[Saved data entries]
Content starts
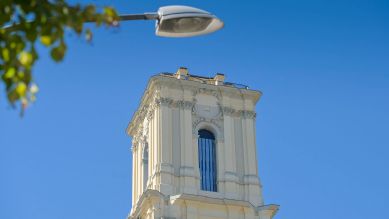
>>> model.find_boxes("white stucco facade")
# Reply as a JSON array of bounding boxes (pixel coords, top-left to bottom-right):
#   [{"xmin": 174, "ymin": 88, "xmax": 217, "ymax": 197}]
[{"xmin": 127, "ymin": 68, "xmax": 278, "ymax": 219}]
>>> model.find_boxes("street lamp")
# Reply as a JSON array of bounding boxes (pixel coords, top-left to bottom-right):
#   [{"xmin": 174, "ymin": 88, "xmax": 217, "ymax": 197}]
[
  {"xmin": 119, "ymin": 5, "xmax": 224, "ymax": 37},
  {"xmin": 2, "ymin": 5, "xmax": 224, "ymax": 37}
]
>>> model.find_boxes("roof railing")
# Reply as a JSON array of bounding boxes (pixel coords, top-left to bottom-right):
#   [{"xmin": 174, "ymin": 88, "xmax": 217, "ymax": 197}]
[{"xmin": 157, "ymin": 72, "xmax": 249, "ymax": 89}]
Content ends
_Aim of the exercise_:
Any pictures above are to be left out. Retype the rest of the records exactly.

_Written answer_:
>>> model.find_boxes("white stucco facade")
# Reply as a JSON array of bounding boxes (pixel coords, top-left to bottom-right):
#   [{"xmin": 174, "ymin": 88, "xmax": 217, "ymax": 197}]
[{"xmin": 127, "ymin": 68, "xmax": 278, "ymax": 219}]
>>> model.find_boxes("street lamp")
# Reply as a JSON array of bounding boxes (pixel coords, top-left to bottom-right):
#   [{"xmin": 174, "ymin": 88, "xmax": 217, "ymax": 197}]
[
  {"xmin": 119, "ymin": 5, "xmax": 224, "ymax": 37},
  {"xmin": 2, "ymin": 5, "xmax": 224, "ymax": 37}
]
>>> model.find_boxes("roof railing")
# Reply as a JSON array of bounding boxes (pixel coords, top-left to bottom-right):
#   [{"xmin": 174, "ymin": 88, "xmax": 217, "ymax": 197}]
[{"xmin": 157, "ymin": 72, "xmax": 249, "ymax": 89}]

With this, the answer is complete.